Set down the whole listing verbatim.
--------------------------------------------------
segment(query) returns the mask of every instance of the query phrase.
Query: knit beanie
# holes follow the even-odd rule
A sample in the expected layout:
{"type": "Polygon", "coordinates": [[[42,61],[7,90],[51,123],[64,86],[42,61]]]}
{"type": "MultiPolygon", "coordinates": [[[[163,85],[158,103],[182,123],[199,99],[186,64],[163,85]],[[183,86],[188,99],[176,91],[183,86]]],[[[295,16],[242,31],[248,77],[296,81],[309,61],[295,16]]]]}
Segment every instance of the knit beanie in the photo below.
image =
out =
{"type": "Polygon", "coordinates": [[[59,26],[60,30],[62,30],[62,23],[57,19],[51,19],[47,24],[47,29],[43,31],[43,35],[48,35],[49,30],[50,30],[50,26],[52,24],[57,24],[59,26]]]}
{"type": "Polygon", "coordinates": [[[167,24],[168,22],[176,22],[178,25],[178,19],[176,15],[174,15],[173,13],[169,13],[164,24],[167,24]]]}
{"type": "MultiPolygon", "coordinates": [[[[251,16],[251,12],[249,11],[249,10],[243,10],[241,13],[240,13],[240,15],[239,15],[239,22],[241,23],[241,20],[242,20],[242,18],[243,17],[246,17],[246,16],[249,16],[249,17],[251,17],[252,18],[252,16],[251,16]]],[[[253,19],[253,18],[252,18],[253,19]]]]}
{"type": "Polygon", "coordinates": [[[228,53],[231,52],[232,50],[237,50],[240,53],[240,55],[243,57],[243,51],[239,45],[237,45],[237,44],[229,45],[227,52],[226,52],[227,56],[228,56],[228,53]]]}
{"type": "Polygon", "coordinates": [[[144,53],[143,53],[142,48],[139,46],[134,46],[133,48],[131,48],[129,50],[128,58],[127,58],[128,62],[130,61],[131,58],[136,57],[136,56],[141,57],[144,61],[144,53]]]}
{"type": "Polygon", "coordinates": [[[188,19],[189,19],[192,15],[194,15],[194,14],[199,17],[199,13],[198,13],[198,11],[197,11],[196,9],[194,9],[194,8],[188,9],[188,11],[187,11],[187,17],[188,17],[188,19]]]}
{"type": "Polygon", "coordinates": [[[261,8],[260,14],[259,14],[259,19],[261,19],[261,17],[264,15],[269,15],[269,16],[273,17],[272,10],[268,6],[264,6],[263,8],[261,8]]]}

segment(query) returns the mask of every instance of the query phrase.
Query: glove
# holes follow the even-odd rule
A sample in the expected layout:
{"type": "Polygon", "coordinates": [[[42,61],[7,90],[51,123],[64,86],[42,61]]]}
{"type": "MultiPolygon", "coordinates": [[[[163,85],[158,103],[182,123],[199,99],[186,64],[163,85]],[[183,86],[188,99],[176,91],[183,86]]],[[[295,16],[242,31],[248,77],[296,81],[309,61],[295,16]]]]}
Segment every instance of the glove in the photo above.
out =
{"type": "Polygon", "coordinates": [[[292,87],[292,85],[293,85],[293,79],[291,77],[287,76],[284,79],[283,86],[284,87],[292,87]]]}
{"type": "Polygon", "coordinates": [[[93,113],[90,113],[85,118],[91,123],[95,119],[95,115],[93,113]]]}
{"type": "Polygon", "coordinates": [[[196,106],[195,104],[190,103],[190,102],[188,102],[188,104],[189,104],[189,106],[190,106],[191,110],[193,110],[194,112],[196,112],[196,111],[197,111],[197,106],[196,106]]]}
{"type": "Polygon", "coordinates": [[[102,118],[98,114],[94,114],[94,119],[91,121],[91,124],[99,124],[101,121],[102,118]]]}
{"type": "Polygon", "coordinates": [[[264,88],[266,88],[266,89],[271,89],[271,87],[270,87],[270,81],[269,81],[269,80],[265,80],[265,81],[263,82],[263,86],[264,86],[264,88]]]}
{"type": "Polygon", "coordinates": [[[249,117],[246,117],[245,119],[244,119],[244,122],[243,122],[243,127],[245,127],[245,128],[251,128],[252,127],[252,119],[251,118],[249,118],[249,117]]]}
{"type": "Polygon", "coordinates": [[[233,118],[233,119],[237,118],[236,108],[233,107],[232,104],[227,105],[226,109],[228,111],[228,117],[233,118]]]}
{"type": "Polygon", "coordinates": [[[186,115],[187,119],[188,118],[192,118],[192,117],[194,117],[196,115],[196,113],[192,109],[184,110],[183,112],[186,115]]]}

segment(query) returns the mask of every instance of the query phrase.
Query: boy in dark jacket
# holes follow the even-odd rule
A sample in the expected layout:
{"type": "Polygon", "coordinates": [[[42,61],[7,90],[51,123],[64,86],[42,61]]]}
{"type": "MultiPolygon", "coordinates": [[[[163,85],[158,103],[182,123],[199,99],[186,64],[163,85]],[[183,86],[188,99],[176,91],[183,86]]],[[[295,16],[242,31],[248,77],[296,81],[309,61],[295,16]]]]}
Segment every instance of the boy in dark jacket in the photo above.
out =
--------------------------------------------------
- [RESULT BELOW]:
segment(query) returns the mask of every instance of the query phrase.
Query: knit beanie
# holes follow the even-odd rule
A sample in the expected layout:
{"type": "Polygon", "coordinates": [[[42,61],[7,90],[51,123],[64,86],[42,61]]]}
{"type": "MultiPolygon", "coordinates": [[[[163,85],[158,103],[182,123],[199,99],[186,64],[163,85]],[[183,86],[188,99],[176,91],[183,86]]],[[[295,16],[242,31],[248,77],[296,81],[309,61],[295,16]]]]}
Segment every instance of the knit beanie in the photo below.
image =
out =
{"type": "Polygon", "coordinates": [[[59,26],[60,30],[62,30],[62,23],[57,19],[51,19],[47,24],[47,29],[43,31],[43,35],[48,35],[49,30],[50,30],[50,26],[52,24],[57,24],[59,26]]]}
{"type": "Polygon", "coordinates": [[[167,24],[168,22],[176,22],[178,25],[178,19],[176,15],[174,15],[173,13],[169,13],[164,24],[167,24]]]}
{"type": "MultiPolygon", "coordinates": [[[[251,16],[251,12],[249,11],[249,10],[243,10],[241,13],[240,13],[240,15],[239,15],[239,22],[241,23],[241,20],[242,20],[242,18],[243,17],[246,17],[246,16],[249,16],[249,17],[251,17],[252,18],[252,16],[251,16]]],[[[253,19],[253,18],[252,18],[253,19]]]]}
{"type": "Polygon", "coordinates": [[[228,53],[231,52],[232,50],[237,50],[240,53],[240,55],[243,57],[243,51],[239,45],[237,45],[237,44],[229,45],[227,52],[226,52],[227,56],[228,56],[228,53]]]}
{"type": "Polygon", "coordinates": [[[144,53],[143,53],[142,48],[139,46],[134,46],[133,48],[131,48],[129,50],[128,58],[127,58],[128,62],[130,61],[131,58],[136,57],[136,56],[141,57],[144,61],[144,53]]]}
{"type": "Polygon", "coordinates": [[[188,19],[189,19],[192,15],[194,15],[194,14],[199,17],[199,13],[198,13],[198,11],[197,11],[196,9],[194,9],[194,8],[188,9],[188,11],[187,11],[187,17],[188,17],[188,19]]]}
{"type": "Polygon", "coordinates": [[[261,8],[260,14],[259,14],[259,19],[261,19],[261,17],[264,15],[269,15],[269,16],[273,17],[272,10],[268,6],[264,6],[263,8],[261,8]]]}

segment(query) returns the mask of every instance of the query phrase.
Query: glove
# holes follow the even-odd rule
A sample in the expected layout:
{"type": "Polygon", "coordinates": [[[42,61],[7,90],[51,123],[64,86],[42,61]]]}
{"type": "MultiPolygon", "coordinates": [[[[163,85],[158,103],[182,123],[199,99],[186,64],[163,85]],[[183,86],[188,99],[176,91],[183,86]]],[[[295,16],[242,31],[248,77],[296,81],[309,61],[295,16]]]]}
Segment every instance of the glove in the photo above.
out =
{"type": "Polygon", "coordinates": [[[292,87],[292,85],[293,85],[293,79],[291,77],[287,76],[284,79],[283,86],[284,87],[292,87]]]}
{"type": "Polygon", "coordinates": [[[93,113],[90,113],[85,118],[91,123],[95,119],[95,115],[93,113]]]}
{"type": "Polygon", "coordinates": [[[196,106],[195,104],[190,103],[190,102],[188,102],[188,104],[189,104],[189,106],[190,106],[191,110],[193,110],[194,112],[196,112],[196,111],[197,111],[197,106],[196,106]]]}
{"type": "Polygon", "coordinates": [[[102,118],[98,114],[94,114],[94,119],[91,121],[91,124],[99,124],[101,121],[102,118]]]}
{"type": "Polygon", "coordinates": [[[264,88],[266,88],[266,89],[271,89],[271,87],[270,87],[270,81],[269,81],[269,80],[265,80],[265,81],[263,82],[263,86],[264,86],[264,88]]]}
{"type": "Polygon", "coordinates": [[[249,117],[246,117],[245,119],[244,119],[244,122],[243,122],[243,127],[245,127],[245,128],[251,128],[252,127],[252,119],[251,118],[249,118],[249,117]]]}
{"type": "Polygon", "coordinates": [[[233,118],[233,119],[237,118],[236,108],[233,107],[232,104],[227,105],[226,109],[228,111],[228,117],[233,118]]]}
{"type": "Polygon", "coordinates": [[[186,115],[187,119],[188,118],[192,118],[192,117],[194,117],[196,115],[196,113],[192,109],[184,110],[183,112],[186,115]]]}

segment(query) returns the mask of every instance of the query phrase.
Query: boy in dark jacket
# holes follow the even-odd rule
A sample in the expected layout:
{"type": "Polygon", "coordinates": [[[42,61],[7,90],[51,123],[64,86],[42,61]]]}
{"type": "MultiPolygon", "coordinates": [[[[163,85],[158,103],[182,123],[199,99],[186,64],[163,85]],[[183,86],[188,99],[176,91],[183,86]]],[[[295,16],[242,31],[248,77],[296,81],[309,61],[295,16]]]]}
Segment every instance of the boy in dark jacket in the photo above.
out =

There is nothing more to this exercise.